Kaynak Metin
Üç çeşit yazar vardır: a)Okunan yazar b) Unutulmuş yazar c) Gelecekte okunacak yazar...
Ben okunan bir yazar değilim, okunmayı da fazlasıyla arzu eden bir yazar da değilim. Kırk yıldır yazı yazarım birkaç yakın dostun dışında "yazını okuduk" diyen insana rastlamadım. Beraber muhabirlik yaptığımız, sokaklarda "haber" diye koşuşturduğumuz arkadaşlarımın arasında meşhur olup kalemi ile bir ömür boyu geçinen yoldaşlarım oldu. Onlar bu alanda beni sollayarak hür ufuklara yelken açtılar. Mesleklerinde zirveye ulaştılar. Okunan yazarların en tanınmış olanları Hasan Pulur ve Güzin Abla'dır. Her ikisi de Türk basınında çok yüce bir noktaya eriştiler. Hasan operasyona devam ediyor**. Güzin Abla** rahmetli oldu. Derin bir boşluk bıraktı.

Yazılı Soru 1
Kaynak metne göre yazar kaç yıldır yazı yazıyor?
Yazılı Soru 2
Aşağıdaki ifadelerin kaynak metinle uyuşup uyuşmadığını evet ya da hayır diye belirtin ve her biri için metindeki belirleyici sözleri aynen alıntılayın.
(a) Yazar kendini okunan bir yazar olarak görüyor.
(b) Metinde üç çeşit yazardan söz ediliyor.
(c) Yazarın birlikte muhabirlik yaptığı arkadaşları mesleklerinde zirveye ulaşamadı.
Kayıtların bu işle hiçbir ilgisi yoktur.

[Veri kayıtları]
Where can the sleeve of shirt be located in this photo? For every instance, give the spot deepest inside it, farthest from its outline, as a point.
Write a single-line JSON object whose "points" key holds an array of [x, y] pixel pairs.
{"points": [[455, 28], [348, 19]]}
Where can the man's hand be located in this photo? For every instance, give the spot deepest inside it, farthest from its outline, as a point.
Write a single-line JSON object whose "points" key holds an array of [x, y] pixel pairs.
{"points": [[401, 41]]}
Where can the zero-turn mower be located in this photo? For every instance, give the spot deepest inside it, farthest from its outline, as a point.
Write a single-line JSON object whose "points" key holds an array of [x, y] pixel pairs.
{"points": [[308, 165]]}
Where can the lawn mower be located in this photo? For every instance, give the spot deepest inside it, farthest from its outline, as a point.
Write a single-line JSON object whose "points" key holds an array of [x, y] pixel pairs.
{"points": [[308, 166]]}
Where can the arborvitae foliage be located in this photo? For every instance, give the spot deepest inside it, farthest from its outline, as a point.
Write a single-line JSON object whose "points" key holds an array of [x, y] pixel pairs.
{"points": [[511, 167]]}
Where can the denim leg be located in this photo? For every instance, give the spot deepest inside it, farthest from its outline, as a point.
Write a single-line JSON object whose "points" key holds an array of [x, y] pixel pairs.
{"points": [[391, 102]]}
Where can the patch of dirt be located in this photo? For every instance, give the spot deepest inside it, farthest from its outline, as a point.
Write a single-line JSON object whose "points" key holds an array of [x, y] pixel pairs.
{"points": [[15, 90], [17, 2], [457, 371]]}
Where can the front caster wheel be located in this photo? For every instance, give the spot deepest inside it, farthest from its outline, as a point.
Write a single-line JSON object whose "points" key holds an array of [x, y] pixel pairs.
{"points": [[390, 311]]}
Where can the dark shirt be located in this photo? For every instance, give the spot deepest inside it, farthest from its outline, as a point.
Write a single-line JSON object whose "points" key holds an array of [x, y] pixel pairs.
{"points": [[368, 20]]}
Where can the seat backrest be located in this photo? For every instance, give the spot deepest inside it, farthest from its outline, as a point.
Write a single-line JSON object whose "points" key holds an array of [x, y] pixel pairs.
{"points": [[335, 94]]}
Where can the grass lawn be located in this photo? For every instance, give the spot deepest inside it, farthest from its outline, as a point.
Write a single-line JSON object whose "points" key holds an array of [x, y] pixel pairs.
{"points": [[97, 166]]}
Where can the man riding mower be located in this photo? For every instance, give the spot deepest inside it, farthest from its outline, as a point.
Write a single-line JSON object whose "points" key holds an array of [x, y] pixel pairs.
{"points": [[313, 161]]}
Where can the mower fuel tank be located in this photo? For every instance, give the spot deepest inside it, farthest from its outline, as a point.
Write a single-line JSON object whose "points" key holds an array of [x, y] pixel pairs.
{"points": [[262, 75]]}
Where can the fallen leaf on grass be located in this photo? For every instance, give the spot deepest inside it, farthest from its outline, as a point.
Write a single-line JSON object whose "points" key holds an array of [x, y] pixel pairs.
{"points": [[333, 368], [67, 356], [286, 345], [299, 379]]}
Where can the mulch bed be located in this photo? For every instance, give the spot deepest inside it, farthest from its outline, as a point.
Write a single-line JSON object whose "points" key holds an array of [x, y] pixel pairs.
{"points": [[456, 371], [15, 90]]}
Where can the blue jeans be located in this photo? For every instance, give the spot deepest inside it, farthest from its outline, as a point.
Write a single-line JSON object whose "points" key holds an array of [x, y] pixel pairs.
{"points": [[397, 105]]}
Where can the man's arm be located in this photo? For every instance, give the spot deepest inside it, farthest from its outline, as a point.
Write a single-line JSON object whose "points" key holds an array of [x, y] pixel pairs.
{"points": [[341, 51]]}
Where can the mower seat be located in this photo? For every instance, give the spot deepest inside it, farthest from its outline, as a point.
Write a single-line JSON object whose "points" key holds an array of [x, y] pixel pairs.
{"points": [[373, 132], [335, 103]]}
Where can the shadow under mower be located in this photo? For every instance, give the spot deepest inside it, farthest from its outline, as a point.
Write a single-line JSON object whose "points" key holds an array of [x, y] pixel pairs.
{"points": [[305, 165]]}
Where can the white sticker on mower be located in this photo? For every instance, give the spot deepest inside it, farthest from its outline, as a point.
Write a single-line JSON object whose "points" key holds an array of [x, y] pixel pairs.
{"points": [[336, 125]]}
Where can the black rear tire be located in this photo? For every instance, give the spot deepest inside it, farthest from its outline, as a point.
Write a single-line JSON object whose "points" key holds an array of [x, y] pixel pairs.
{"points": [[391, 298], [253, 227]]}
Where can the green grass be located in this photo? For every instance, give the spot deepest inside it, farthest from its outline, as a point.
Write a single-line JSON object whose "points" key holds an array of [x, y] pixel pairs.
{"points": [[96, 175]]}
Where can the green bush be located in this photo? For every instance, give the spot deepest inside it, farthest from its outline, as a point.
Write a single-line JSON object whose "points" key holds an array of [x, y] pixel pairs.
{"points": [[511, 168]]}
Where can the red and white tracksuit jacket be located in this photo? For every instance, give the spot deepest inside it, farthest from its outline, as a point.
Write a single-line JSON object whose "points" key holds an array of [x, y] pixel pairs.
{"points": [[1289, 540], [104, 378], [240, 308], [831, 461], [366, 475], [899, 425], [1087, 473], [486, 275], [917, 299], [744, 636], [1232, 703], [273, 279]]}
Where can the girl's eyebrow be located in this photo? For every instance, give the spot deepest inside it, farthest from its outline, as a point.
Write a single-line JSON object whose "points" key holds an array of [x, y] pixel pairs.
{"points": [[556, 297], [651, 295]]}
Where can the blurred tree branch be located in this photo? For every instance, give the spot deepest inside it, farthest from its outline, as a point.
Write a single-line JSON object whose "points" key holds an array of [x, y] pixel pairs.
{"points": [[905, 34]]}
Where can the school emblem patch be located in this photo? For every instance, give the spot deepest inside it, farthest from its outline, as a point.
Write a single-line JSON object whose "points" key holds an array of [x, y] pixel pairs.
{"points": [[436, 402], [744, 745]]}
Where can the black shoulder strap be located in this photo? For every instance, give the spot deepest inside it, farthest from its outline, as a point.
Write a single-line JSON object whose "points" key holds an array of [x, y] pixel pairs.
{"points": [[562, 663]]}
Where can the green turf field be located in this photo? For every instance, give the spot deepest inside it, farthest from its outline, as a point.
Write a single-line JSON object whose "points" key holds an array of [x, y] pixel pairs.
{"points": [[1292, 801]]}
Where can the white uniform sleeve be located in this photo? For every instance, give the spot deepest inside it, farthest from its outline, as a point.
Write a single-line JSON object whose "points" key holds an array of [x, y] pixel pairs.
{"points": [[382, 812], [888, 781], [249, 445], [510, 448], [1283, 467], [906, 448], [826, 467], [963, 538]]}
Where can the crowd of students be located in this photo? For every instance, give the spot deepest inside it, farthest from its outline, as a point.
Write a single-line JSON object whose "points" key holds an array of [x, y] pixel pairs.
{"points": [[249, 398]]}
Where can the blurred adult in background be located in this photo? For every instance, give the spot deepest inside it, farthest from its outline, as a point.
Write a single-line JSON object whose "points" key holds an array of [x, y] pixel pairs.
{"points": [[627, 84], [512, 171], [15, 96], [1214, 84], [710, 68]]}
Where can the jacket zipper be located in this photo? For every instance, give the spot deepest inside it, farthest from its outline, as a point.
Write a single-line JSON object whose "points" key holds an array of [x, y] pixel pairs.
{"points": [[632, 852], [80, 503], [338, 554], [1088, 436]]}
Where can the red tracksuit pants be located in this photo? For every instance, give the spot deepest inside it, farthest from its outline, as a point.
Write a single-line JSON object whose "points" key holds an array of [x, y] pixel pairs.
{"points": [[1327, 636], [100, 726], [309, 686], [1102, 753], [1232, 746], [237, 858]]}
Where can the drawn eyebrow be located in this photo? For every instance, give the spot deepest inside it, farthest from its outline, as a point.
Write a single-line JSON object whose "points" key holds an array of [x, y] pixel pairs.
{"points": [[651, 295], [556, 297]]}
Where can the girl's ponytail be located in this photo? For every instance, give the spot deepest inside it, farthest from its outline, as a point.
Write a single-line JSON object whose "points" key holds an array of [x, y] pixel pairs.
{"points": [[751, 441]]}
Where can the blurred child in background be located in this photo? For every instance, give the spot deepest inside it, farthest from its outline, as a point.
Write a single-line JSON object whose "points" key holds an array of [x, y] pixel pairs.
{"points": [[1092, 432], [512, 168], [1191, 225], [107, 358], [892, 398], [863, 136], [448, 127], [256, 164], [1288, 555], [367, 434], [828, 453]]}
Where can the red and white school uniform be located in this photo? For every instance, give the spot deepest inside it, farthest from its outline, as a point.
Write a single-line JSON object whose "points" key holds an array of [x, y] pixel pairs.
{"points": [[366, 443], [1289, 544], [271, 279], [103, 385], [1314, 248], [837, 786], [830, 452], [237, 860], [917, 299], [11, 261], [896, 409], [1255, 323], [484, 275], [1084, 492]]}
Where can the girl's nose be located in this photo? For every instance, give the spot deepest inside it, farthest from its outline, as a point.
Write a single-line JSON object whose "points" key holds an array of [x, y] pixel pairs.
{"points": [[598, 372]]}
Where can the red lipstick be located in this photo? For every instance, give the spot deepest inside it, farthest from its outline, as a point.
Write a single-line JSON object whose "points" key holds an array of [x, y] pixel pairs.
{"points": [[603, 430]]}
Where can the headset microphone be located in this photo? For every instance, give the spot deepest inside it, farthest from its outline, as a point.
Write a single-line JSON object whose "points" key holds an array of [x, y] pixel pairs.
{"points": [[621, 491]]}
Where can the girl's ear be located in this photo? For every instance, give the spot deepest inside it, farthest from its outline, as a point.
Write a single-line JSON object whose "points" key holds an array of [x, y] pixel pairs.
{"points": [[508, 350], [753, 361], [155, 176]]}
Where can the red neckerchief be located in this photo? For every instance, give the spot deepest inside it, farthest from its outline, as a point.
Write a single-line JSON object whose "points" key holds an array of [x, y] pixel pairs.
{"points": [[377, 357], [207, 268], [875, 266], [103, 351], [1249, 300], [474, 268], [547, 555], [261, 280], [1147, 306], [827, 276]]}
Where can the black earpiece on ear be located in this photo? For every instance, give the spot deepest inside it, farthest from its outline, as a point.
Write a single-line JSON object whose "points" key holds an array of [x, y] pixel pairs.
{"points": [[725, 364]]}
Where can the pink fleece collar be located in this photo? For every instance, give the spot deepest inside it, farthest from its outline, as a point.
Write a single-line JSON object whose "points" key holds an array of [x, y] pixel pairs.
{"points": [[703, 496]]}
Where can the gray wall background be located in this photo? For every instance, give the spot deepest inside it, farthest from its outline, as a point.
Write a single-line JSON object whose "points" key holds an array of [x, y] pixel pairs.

Nihai Sonuç 1
Kırk yıldır.

Nihai Sonuç 2
(a) Hayır: "Ben okunan bir yazar değilim"
(b) Evet: "Üç çeşit yazar vardır"
(c) Hayır: "Mesleklerinde zirveye ulaştılar."